Aim of the task:
Please rewrite these rows with "outline every instance" changed to "trace each instance" throughout, keeping everything else the same, and omit the pictures from your answer.

Excerpted data:
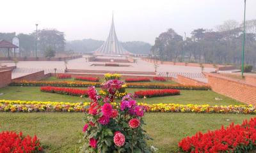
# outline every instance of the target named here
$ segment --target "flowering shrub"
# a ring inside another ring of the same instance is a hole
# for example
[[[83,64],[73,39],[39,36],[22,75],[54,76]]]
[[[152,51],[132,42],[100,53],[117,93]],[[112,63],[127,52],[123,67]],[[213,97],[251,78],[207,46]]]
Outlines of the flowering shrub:
[[[64,74],[59,74],[57,75],[56,78],[71,78],[71,75],[64,75]]]
[[[153,80],[156,81],[161,81],[161,82],[166,82],[166,79],[163,76],[154,76]]]
[[[104,101],[108,101],[106,98]],[[0,100],[0,112],[88,112],[90,103],[42,102],[13,100]],[[124,103],[123,107],[125,105]],[[112,115],[116,116],[115,109],[119,106],[116,103],[111,103],[113,108]],[[147,104],[138,103],[140,108],[147,112],[184,112],[184,113],[218,113],[256,114],[256,107],[253,105],[209,106],[209,105],[180,104]],[[139,115],[140,114],[138,114]]]
[[[126,82],[150,82],[150,79],[147,77],[141,78],[125,78]]]
[[[180,91],[177,89],[160,89],[150,91],[139,91],[134,92],[134,95],[138,98],[161,97],[171,95],[179,95]]]
[[[41,152],[42,148],[36,136],[24,136],[13,131],[0,133],[0,152]]]
[[[88,82],[99,82],[99,78],[95,77],[84,77],[84,76],[76,76],[75,80],[88,81]]]
[[[60,94],[66,94],[76,96],[87,97],[87,90],[75,88],[56,87],[52,86],[42,87],[41,91]]]
[[[227,128],[200,132],[184,138],[179,143],[186,152],[248,152],[256,149],[256,118],[242,125],[232,123]]]
[[[99,95],[90,87],[92,102],[86,113],[82,152],[152,152],[142,128],[144,110],[131,94],[123,97],[120,103],[111,105],[115,94],[124,83],[109,80],[102,86],[106,93]]]
[[[58,86],[87,87],[90,86],[100,87],[100,82],[45,82],[45,81],[13,81],[10,85],[13,86]],[[185,85],[180,84],[163,84],[155,83],[127,83],[124,84],[127,88],[146,88],[146,89],[173,89],[179,90],[211,90],[207,85]]]
[[[111,73],[106,73],[104,75],[105,80],[108,81],[109,80],[120,80],[121,78],[121,75],[119,74],[111,74]]]

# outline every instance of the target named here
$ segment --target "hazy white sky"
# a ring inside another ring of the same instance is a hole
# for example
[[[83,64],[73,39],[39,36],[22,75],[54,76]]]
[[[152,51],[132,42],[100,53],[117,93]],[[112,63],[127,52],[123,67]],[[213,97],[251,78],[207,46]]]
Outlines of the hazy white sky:
[[[242,21],[244,0],[0,0],[0,33],[63,31],[67,40],[107,38],[114,11],[118,40],[154,44],[168,28],[179,34]],[[256,18],[256,0],[247,0],[246,19]]]

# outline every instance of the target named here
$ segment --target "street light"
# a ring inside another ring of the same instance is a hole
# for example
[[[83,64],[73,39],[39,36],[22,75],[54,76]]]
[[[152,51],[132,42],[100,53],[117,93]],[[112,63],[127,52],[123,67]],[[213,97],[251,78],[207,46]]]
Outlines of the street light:
[[[36,58],[37,58],[37,26],[38,26],[38,24],[36,24]]]
[[[245,42],[245,10],[246,6],[246,0],[244,0],[244,38],[243,40],[243,52],[242,52],[242,78],[244,77],[244,42]]]

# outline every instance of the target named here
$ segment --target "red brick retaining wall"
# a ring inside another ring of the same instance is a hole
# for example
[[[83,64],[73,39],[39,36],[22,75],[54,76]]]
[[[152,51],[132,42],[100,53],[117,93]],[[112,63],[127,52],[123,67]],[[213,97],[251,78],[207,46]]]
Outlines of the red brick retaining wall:
[[[13,79],[15,81],[28,80],[28,81],[38,81],[41,80],[46,77],[50,76],[51,75],[44,75],[44,71],[41,71],[31,74],[29,74],[23,76]]]
[[[212,91],[247,104],[256,105],[256,85],[218,74],[208,73]]]
[[[182,75],[178,75],[177,79],[174,80],[179,84],[188,85],[207,85],[207,84],[204,83],[193,78],[185,77]]]
[[[0,71],[0,87],[8,85],[12,82],[12,70]]]

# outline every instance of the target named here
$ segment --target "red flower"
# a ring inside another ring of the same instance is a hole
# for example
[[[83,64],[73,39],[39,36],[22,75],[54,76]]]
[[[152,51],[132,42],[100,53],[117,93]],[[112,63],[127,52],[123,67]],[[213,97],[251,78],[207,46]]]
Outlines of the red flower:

Result:
# trace each instance of the target named here
$ segment --target "flowering shrub"
# a ring inside another ring of the same instance is a hole
# for example
[[[83,64],[73,39],[39,36],[22,75],[54,76]]]
[[[152,51],[132,42],[100,53],[117,93]],[[112,63],[127,52],[123,67]],[[213,97],[251,78],[207,46]]]
Outlines of the flowering shrub:
[[[64,74],[59,74],[57,75],[56,78],[71,78],[71,75],[64,75]]]
[[[153,80],[156,81],[161,81],[161,82],[166,82],[166,79],[163,76],[154,76]]]
[[[104,101],[108,101],[106,98]],[[0,100],[0,112],[88,112],[90,103],[42,102],[13,100]],[[124,103],[123,107],[125,105]],[[112,115],[116,116],[115,109],[119,106],[116,103],[111,103],[113,108]],[[147,104],[138,103],[140,108],[147,112],[184,112],[184,113],[218,113],[256,114],[256,107],[253,105],[209,106],[209,105],[180,104]],[[139,115],[140,114],[138,114]]]
[[[126,82],[150,82],[150,79],[147,77],[141,78],[125,78]]]
[[[180,91],[177,89],[160,89],[150,91],[139,91],[134,92],[134,95],[138,98],[161,97],[171,95],[179,95]]]
[[[41,152],[42,148],[36,136],[24,136],[13,131],[0,133],[0,152]]]
[[[88,82],[99,82],[99,78],[95,77],[84,77],[84,76],[76,76],[75,80],[88,81]]]
[[[60,94],[66,94],[76,96],[87,97],[87,90],[75,88],[56,87],[52,86],[42,87],[41,91]]]
[[[227,128],[200,132],[184,138],[179,143],[186,152],[248,152],[256,149],[256,118],[242,125],[232,123]]]
[[[99,95],[90,87],[92,102],[86,113],[82,152],[152,152],[142,128],[144,110],[131,94],[123,97],[120,103],[111,105],[115,94],[124,83],[109,80],[102,86],[106,93]]]
[[[58,86],[87,87],[90,86],[100,87],[100,82],[45,82],[45,81],[13,81],[10,85],[13,86]],[[185,85],[180,84],[163,84],[155,83],[127,83],[124,84],[127,88],[146,88],[146,89],[173,89],[179,90],[211,90],[207,85]]]
[[[111,73],[106,73],[104,75],[105,80],[108,81],[109,80],[120,80],[121,78],[121,75],[119,74],[111,74]]]

# trace each instance of the target named here
$ segment --target "hazy white sky"
# a ring inside another ring of the same instance is a hole
# for example
[[[83,64],[73,39],[39,36],[22,75],[54,76]]]
[[[152,51],[132,42],[100,53],[117,93]],[[112,63],[127,52],[123,67]],[[213,97],[251,78],[207,46]]]
Outlines of the hazy white sky:
[[[242,21],[244,0],[0,0],[0,33],[63,31],[67,40],[107,38],[114,11],[118,40],[154,44],[168,28],[179,34]],[[256,18],[256,0],[247,0],[246,19]]]

# trace each instance of the target named here
$ segment --target "street light"
# a ring inside another ring of the same instance is a hole
# for example
[[[83,64],[73,39],[39,36],[22,75],[54,76]]]
[[[152,51],[132,42],[100,53],[117,93]],[[112,63],[127,52],[123,67]],[[213,97],[251,78],[207,46]]]
Outlines of the street light:
[[[36,58],[37,58],[37,26],[38,26],[38,24],[36,24]]]
[[[245,42],[245,10],[246,6],[246,0],[244,0],[244,38],[243,40],[243,52],[242,52],[242,78],[244,77],[244,42]]]

# trace each instance of the target named here
$ segment --target "red brick retaining wall"
# a ring inside another ring of the same instance is a hole
# for example
[[[83,64],[73,39],[39,36],[22,75],[54,76]]]
[[[152,51],[132,42],[100,53],[117,93]],[[112,63],[127,52],[123,67]],[[213,97],[251,78],[207,46]]]
Outlines of the red brick retaining wall:
[[[13,79],[15,81],[28,80],[28,81],[38,81],[41,80],[46,77],[50,76],[51,75],[44,75],[44,71],[41,71],[31,74],[29,74],[23,76]]]
[[[212,91],[247,104],[256,105],[256,85],[218,74],[208,73]]]
[[[182,75],[178,75],[177,79],[174,80],[179,84],[188,85],[207,85],[207,84],[204,83],[193,78],[185,77]]]
[[[0,71],[0,87],[8,85],[12,82],[12,70]]]

# trace each instance of the target named here
$ segment --target "red flower"
# a ring inside another ring of the same instance is a hole
# for example
[[[83,64],[73,39],[39,36],[22,75],[54,76]]]
[[[152,51],[132,42],[100,53],[117,93]],[[112,63],[127,52],[123,67]],[[213,97],[251,78],[207,46]]]
Outlines of the red flower:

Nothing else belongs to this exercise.